::: Data shown :::

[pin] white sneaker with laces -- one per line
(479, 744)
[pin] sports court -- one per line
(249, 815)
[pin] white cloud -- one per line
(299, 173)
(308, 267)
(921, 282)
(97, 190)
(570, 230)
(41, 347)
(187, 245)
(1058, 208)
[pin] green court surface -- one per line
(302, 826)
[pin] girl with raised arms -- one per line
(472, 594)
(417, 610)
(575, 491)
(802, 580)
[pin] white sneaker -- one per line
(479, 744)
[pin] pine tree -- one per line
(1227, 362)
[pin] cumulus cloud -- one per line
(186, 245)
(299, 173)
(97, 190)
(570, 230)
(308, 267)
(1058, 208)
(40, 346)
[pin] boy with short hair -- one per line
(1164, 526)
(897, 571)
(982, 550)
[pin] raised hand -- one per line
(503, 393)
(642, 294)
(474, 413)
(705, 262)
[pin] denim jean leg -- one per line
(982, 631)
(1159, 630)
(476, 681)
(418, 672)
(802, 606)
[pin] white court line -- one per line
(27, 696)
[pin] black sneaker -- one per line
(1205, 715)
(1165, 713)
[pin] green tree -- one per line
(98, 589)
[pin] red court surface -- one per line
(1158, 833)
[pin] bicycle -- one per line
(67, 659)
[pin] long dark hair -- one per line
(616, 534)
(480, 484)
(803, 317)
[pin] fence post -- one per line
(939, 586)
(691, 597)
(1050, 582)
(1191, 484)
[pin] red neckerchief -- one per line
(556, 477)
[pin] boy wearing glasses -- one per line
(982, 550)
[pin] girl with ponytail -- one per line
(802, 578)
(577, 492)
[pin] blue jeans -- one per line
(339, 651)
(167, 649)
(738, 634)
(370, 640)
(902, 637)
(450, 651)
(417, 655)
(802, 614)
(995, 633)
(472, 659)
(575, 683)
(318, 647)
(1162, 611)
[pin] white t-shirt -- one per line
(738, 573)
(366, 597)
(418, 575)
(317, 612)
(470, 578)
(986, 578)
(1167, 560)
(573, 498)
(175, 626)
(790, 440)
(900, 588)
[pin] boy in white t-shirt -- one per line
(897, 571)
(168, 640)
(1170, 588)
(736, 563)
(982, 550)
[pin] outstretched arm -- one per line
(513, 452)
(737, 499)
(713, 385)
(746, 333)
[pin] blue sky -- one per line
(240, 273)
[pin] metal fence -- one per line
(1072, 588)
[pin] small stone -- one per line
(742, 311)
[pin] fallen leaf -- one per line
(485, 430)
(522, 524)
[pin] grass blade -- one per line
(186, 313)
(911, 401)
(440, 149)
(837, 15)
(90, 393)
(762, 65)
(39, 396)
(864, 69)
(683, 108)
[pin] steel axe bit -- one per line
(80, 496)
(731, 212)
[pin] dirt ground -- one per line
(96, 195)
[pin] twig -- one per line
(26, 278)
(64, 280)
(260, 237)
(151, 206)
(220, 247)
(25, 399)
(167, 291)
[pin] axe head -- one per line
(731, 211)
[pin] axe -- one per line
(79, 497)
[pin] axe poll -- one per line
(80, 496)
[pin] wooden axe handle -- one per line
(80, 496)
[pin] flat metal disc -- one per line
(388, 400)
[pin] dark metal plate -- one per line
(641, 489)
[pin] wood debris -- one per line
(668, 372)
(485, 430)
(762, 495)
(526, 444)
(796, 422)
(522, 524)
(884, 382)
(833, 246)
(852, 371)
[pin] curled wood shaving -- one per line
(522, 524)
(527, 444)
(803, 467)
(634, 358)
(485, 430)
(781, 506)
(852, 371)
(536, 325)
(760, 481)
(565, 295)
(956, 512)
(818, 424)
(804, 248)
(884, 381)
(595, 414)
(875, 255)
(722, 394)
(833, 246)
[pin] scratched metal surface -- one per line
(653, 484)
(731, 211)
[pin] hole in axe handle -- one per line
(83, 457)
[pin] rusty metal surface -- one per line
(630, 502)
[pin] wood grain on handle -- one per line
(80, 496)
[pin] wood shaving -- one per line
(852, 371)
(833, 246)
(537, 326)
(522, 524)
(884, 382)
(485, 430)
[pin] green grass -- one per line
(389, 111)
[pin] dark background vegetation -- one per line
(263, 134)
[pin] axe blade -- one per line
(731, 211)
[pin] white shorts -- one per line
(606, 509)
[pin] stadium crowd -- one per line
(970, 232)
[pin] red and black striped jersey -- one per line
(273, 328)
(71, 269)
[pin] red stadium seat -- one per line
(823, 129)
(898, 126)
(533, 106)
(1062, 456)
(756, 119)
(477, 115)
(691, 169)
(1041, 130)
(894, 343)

:::

▶ _What you are asked to do_
Extract each line from the listing above, please, and repeat it exactly.

▶ _Answer to the exercise_
[pin] white sneaker with laces -- one per line
(479, 744)
[pin] sports court -- one per line
(249, 815)
[pin] white cloud -- one per line
(299, 173)
(308, 267)
(921, 282)
(97, 190)
(570, 230)
(41, 347)
(187, 245)
(1058, 208)
[pin] green court surface -- one per line
(302, 826)
[pin] girl with raised arms -- one per line
(472, 594)
(417, 610)
(575, 491)
(802, 580)
[pin] white sneaker -- one per line
(479, 744)
[pin] pine tree -- one per line
(1227, 362)
[pin] cumulus cloud -- one per line
(186, 245)
(299, 173)
(97, 190)
(570, 230)
(308, 267)
(1058, 208)
(40, 346)
[pin] boy with short hair -- one per line
(1164, 526)
(897, 571)
(982, 550)
[pin] raised hand -- one per line
(503, 393)
(642, 294)
(474, 413)
(705, 262)
[pin] denim jean leg -- one per line
(982, 631)
(1159, 630)
(476, 681)
(418, 672)
(802, 606)
[pin] white court line -- one per line
(27, 696)
[pin] black sneaker -- one per line
(1205, 715)
(1165, 713)
[pin] green tree -- one per line
(98, 589)
[pin] red court surface -- one per line
(1158, 833)
[pin] bicycle -- one per line
(67, 659)
[pin] long dark hair -- one per line
(616, 534)
(480, 484)
(803, 317)
[pin] fence post -- one per line
(939, 586)
(691, 597)
(1050, 582)
(1191, 484)
[pin] red neckerchief -- one per line
(556, 477)
[pin] boy wearing glasses -- one per line
(982, 550)
[pin] girl with ponytail -- one per line
(802, 578)
(577, 492)
[pin] blue jeans -- one per line
(339, 651)
(167, 649)
(738, 634)
(370, 640)
(902, 637)
(450, 651)
(417, 655)
(802, 614)
(995, 633)
(472, 659)
(575, 683)
(318, 647)
(1162, 611)
[pin] white t-shirt -- one per line
(738, 573)
(366, 597)
(418, 575)
(317, 612)
(470, 578)
(986, 578)
(1167, 560)
(573, 498)
(175, 626)
(790, 440)
(900, 588)
[pin] boy in white t-shirt -- one per line
(897, 571)
(168, 640)
(1170, 588)
(736, 563)
(982, 550)
[pin] outstretched arm -- one per line
(513, 452)
(737, 499)
(713, 385)
(746, 333)
[pin] blue sky -- one per line
(240, 273)
[pin] metal fence -- one per line
(1072, 588)
[pin] small stone -- one per line
(742, 311)
[pin] fallen leaf -- one per line
(485, 430)
(522, 524)
[pin] grass blade -- one per line
(186, 313)
(911, 401)
(440, 149)
(837, 15)
(90, 393)
(762, 65)
(39, 396)
(864, 69)
(683, 108)
[pin] steel axe bit -- one per line
(80, 496)
(731, 212)
[pin] dirt ground -- one per line
(96, 195)
[pin] twig -- one per line
(26, 278)
(64, 280)
(260, 237)
(151, 206)
(220, 247)
(25, 399)
(167, 291)
[pin] axe head -- one per line
(731, 211)
[pin] axe -- one per line
(79, 497)
[pin] axe poll -- one per line
(80, 496)
[pin] wooden axe handle -- one per line
(80, 496)
[pin] flat metal disc -- one per line
(388, 400)
[pin] dark metal plate -- one per line
(641, 489)
[pin] wood debris -- one per line
(668, 372)
(485, 430)
(762, 495)
(526, 444)
(796, 422)
(522, 524)
(884, 382)
(833, 246)
(852, 371)
[pin] curled wood shaving -- one per line
(522, 524)
(527, 444)
(803, 467)
(634, 358)
(485, 430)
(781, 506)
(852, 371)
(536, 325)
(760, 481)
(565, 295)
(956, 512)
(818, 424)
(804, 248)
(884, 381)
(595, 414)
(875, 255)
(722, 394)
(833, 246)
[pin] scratched metal surface -- one per line
(653, 484)
(731, 211)
[pin] hole in axe handle -- one per line
(83, 457)
[pin] rusty metal surface -- one per line
(630, 502)
[pin] wood grain on handle -- one per line
(80, 496)
[pin] wood shaving -- one per line
(852, 371)
(833, 246)
(537, 326)
(522, 524)
(884, 382)
(485, 430)
[pin] green grass -- one per line
(389, 111)
[pin] dark background vegetation -- one per line
(263, 134)
[pin] axe blade -- one per line
(731, 211)
[pin] white shorts -- one per line
(606, 509)
[pin] stadium crowd -- one per line
(970, 232)
[pin] red and black striped jersey -- one per line
(273, 328)
(71, 269)
[pin] red stadium seat -- one per line
(823, 129)
(898, 126)
(533, 106)
(1062, 456)
(756, 119)
(477, 115)
(691, 169)
(1041, 130)
(894, 343)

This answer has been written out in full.